EXCERPT TO READ section start

The music provides a different setting for Nowlan’s words, but the artistry is unchanged.
“I have a record CBC produced about a decade before his death, and I’d seen Alden read many times in public with his deep cancer-scarred voice,” Bartlett says. “When I got the music and found there were an alto and a soprano, I was surprised. But poetry needs to be adaptable, convey the universality of what he’s writing about. The basics. Birth and death and suffering and joy.”
The ongoing interest in Nowlan doesn’t surprise Bartlett.
“His work has lasting power,” he explains. “Readers still respond … I think it’s partly the clarity of the language. He speaks directly about human fundamentals. He’s been oversimplified and misrepresented as a simple poet. But nuances and subtleties often emerge. He wrote with a lot of humour and irony and complexity. The apparent simplicity is just that — apparent.”
Nowlan’s rawness and honesty is universal.
“He had this way. He was unafraid to appear vulnerable,” says Bartlett. “He writes with a lot of different masks and personas that exaggerate parts of his character. But he’s not afraid to reveal his vulnerability, his fears and nightmares.”
He points to two Nowlan poems, about his conception and birth: “Beginning,” written early in his career, and “It’s Good To Be Here,” which came years later.
“Wow, it’s a powerful poem,” he says. “Alden is reflecting back on the troubled time. His mother was very young and they were very poor in rural Nova Scotia. The discovery of the pregnancy is a distraught scene of shock and profound worry and anger ... But obviously something wonderful came out of that … The title adds something to the poem that’s not in the poem itself.”
Yet in that universal experience is a sense of place that makes Nowlan’s work unique, and particularly special for Atlantic Canadians.
“This place shaped him,” Bartlett says. “He was aware the word regional could be used pejoratively but he saw it as a descriptive word. He saw parallels to Thomas Hardy, who he identified with and who also wrote from his cultural background … There are poems where he speaks more as a cosmopolitan or a Canadian, but most of his work is about what it’s like to be a Maritimer in the ’30s and ’40s, and into later decades. Nowlan’s poetry is full of place, the Atlantic Ocean … He was born in the worst year of the Depression. Grew up in poverty, with no running water, surviving on potatoes and molasses. That scar from the Depression remained with him. He remained self-conscious about his background in that way, satirical about the bourgeoise.”

EXCERPT TO READ section end
RECORDED DATA section start

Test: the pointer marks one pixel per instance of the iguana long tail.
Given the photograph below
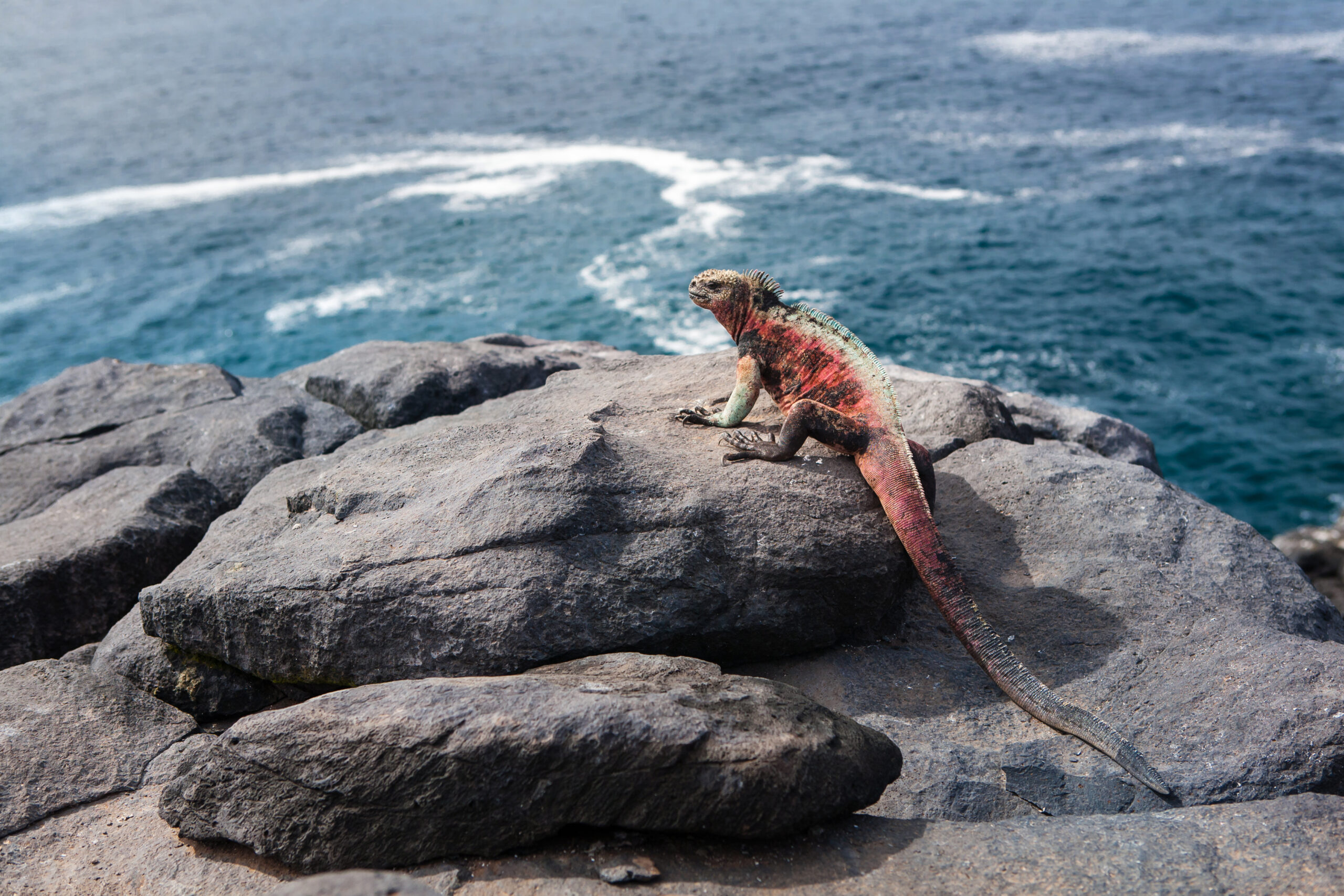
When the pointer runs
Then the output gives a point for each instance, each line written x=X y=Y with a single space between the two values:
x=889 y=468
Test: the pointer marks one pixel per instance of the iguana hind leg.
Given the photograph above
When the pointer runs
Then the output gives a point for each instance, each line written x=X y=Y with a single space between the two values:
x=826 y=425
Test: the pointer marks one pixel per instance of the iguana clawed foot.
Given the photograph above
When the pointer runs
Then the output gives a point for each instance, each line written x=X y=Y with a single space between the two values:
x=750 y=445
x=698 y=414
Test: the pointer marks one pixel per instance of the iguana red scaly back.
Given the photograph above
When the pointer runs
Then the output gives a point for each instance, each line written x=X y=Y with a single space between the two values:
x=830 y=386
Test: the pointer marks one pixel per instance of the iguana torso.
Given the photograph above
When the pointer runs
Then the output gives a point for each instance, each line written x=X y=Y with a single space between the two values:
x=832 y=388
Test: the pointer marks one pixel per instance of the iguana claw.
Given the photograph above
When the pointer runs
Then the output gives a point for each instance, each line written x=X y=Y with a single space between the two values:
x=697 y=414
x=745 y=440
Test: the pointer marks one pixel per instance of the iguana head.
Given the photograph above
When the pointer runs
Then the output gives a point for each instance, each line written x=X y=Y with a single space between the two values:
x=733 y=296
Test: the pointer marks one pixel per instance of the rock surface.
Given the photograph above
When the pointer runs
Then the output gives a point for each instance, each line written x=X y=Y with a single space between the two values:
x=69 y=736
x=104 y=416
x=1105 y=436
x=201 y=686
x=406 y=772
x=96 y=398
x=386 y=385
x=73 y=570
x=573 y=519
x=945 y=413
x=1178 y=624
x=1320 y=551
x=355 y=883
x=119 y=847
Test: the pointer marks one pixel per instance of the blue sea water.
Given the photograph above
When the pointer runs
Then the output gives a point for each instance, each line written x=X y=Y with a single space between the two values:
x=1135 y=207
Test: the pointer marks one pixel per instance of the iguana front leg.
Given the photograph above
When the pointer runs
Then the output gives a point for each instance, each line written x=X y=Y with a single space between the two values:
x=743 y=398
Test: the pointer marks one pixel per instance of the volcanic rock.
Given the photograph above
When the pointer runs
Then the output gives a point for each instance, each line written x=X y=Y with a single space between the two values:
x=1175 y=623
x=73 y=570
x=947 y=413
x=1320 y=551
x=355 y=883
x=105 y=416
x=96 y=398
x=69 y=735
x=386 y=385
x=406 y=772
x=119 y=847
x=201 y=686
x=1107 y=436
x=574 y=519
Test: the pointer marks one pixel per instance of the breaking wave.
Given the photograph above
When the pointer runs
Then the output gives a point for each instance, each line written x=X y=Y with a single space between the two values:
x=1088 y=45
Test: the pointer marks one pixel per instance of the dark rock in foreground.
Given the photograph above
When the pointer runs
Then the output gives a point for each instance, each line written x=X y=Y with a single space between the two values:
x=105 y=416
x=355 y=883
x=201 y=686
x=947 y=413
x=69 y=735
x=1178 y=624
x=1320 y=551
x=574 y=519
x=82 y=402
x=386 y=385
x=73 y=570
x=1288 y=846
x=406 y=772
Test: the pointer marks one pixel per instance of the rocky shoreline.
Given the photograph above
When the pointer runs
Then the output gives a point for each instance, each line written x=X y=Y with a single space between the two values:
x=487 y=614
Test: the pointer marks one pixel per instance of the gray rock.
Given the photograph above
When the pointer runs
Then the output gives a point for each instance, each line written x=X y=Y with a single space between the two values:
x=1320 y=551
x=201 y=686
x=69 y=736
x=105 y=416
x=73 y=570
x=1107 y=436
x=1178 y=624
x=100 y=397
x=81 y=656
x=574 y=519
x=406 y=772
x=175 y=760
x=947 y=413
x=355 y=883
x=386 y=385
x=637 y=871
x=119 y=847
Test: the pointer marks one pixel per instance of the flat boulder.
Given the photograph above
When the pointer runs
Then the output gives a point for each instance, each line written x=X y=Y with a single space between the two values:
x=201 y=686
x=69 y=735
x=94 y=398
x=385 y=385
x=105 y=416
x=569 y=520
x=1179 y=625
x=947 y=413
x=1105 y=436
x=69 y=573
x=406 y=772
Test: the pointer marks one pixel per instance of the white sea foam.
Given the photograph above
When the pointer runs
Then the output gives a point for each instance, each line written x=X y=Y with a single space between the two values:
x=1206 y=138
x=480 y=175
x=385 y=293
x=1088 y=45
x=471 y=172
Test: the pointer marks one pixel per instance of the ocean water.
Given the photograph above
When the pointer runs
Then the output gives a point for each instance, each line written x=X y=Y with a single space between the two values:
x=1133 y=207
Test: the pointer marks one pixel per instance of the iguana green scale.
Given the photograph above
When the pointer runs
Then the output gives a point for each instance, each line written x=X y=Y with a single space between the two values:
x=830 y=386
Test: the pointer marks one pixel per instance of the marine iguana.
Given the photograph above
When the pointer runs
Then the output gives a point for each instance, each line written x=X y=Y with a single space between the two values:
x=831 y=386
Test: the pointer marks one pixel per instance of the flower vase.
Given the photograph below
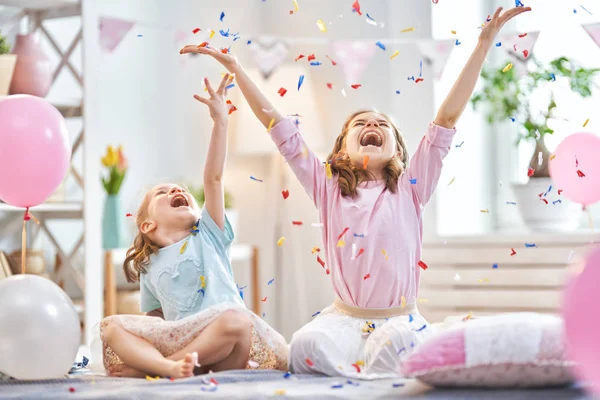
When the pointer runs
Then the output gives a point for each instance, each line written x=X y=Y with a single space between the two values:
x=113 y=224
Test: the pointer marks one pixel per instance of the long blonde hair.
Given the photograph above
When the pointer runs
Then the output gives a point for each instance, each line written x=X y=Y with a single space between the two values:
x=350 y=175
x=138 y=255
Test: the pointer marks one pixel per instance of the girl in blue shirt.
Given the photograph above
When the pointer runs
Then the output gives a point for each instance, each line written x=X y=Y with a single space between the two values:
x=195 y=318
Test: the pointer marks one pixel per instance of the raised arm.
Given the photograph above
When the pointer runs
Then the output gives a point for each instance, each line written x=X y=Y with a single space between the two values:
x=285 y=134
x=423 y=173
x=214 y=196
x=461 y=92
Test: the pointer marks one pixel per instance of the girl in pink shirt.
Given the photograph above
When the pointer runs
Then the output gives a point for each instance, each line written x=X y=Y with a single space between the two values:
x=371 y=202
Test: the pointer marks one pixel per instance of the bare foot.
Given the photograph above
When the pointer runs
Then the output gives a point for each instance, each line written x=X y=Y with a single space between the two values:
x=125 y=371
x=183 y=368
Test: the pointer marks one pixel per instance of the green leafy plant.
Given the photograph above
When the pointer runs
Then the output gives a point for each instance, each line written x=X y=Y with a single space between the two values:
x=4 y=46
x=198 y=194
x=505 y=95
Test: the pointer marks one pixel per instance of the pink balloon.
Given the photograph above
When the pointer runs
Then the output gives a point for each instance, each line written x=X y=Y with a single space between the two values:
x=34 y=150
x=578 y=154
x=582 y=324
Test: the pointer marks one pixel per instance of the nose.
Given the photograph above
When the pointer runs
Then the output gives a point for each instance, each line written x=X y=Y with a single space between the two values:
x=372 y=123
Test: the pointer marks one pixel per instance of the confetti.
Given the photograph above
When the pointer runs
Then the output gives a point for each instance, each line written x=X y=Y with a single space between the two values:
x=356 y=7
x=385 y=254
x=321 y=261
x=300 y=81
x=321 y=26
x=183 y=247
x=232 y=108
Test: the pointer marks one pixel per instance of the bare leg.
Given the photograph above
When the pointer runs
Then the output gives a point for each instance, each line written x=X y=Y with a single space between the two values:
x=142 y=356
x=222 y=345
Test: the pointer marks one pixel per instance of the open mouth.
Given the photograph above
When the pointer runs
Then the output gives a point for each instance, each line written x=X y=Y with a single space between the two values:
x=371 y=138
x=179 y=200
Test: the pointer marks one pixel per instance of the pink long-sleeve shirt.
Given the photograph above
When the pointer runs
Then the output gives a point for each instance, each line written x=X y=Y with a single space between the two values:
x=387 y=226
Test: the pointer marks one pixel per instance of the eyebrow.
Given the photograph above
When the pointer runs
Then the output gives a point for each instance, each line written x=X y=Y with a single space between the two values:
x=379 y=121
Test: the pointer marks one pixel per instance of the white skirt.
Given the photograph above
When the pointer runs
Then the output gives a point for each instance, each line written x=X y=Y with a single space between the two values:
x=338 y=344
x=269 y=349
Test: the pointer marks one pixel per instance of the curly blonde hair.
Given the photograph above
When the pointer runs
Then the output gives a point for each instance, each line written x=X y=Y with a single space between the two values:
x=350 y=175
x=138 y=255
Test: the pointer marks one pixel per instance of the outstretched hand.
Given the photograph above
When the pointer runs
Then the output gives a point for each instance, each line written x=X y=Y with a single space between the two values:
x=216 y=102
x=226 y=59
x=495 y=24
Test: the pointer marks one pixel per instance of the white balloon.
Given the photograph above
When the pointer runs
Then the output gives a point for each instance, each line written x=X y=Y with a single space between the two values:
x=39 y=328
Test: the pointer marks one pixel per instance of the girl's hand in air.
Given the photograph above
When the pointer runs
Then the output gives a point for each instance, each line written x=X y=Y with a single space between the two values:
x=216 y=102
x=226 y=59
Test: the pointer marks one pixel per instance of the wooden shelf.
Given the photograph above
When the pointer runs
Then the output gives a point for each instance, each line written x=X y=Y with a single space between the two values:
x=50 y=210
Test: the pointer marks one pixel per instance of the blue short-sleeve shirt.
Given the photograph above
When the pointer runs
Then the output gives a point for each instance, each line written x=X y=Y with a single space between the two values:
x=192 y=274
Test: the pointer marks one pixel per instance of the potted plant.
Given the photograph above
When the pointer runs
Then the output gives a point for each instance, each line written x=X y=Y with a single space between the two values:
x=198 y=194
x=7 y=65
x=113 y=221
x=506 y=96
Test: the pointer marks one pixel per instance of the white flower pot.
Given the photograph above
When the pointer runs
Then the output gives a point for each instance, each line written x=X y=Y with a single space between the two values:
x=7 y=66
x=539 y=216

RECORDED DATA section end

=== TO DO ===
- 1) Sum up the excerpt about Alden Nowlan's poetry in two sentences.
- 2) Carry on the excerpt about Alden Nowlan's poetry from the point where it stops.

=== EXERCISE RESULTS ===
- 1) Bartlett says Nowlan's poetry has lasting power because it speaks clearly and directly about human fundamentals, though its apparent simplicity hides humour, irony and complexity, and Nowlan was unafraid to reveal his vulnerability. Bartlett also stresses that the Maritimes shaped Nowlan, whose work is full of place and carries the scar of growing up in poverty during the Depression.

- 2)
If you’re exploring Nowlan for the first time, or rediscovering after many years, there’s no bad place to start, adds LaTourneau, who recommends the comprehensive Collected Poems.
“It is a treasure trove. You can jump in anywhere. I do like ‘The Bull Moose,’” he says. “It humanizes the awe of the creature through the voices of the poem. It speaks to the very remarkable things that happen in everyday life.”
Johnston, whose music streams at petejohnstonmusic.com, is happy to evangelize for Nowlan.
“We’ve just not celebrated this man enough,” he says. “I’ve seen firsthand how his works touch people. We just seem to celebrate the stuff that’s kind of touristy. Work like his is harder to wrap your head around. It’s not designed to engage a mass audience. It’s specific and regional. We really need to celebrate what we got … It’s developed into a bit of an activist element for me … Living in Ontario, it’s great to introduce people to Alden Nowlan.”
He’s also discovered an ongoing, growing, community of Nowlan fans.
“He’s both artful and accessible to the common person,” he says. “We were playing in Baxters Harbour (on Nova Scotia’s Fundy shore) and a guy drove all the way from Saint John (N.B.) to hear us, like five hours. He always has a Nowlan collection in his glove compartment and he sat there leafing through his book, following along.”